┌──

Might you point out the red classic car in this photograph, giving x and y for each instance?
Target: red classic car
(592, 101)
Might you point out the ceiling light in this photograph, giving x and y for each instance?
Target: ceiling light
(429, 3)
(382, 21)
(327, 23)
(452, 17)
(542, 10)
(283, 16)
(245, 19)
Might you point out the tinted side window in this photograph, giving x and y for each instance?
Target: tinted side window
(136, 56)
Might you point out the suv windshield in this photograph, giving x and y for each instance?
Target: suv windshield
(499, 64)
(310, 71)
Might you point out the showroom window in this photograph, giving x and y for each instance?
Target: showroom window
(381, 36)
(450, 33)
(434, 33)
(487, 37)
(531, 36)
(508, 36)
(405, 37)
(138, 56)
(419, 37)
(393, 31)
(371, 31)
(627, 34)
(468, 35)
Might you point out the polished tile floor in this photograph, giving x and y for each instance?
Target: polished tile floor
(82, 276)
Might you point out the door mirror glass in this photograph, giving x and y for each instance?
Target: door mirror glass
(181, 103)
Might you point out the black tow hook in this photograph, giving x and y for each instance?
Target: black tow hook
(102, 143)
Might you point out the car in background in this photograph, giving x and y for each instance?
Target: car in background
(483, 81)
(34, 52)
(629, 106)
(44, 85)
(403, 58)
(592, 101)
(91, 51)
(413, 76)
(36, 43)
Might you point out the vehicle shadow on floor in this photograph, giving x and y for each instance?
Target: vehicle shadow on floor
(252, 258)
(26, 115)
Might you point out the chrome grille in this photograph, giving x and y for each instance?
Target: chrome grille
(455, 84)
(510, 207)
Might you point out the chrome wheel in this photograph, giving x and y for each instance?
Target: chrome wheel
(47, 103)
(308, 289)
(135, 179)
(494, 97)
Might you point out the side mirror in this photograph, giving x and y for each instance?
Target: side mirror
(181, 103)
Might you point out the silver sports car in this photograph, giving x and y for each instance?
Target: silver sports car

└──

-- What is needed --
Rewrite the stretch from the line containing "Might you point out the chrome grille" through the end of the material, changing "side mirror" to "wing mirror" and leaving everything else the same.

-- Output for this exercise --
Might you point out the chrome grille in this photograph, giving x and y for each instance?
Target: chrome grille
(455, 84)
(510, 207)
Might you point out the chrome wheel in this photograph, giving x and y for each instance?
Target: chrome wheel
(47, 103)
(308, 289)
(135, 179)
(494, 97)
Might you point out the wing mirror in this photograph, giving x and y for each instance?
Target: wing mirror
(181, 103)
Might you point out the silver sports car in this photograph, giving x and y for each instance?
Target: silver sports car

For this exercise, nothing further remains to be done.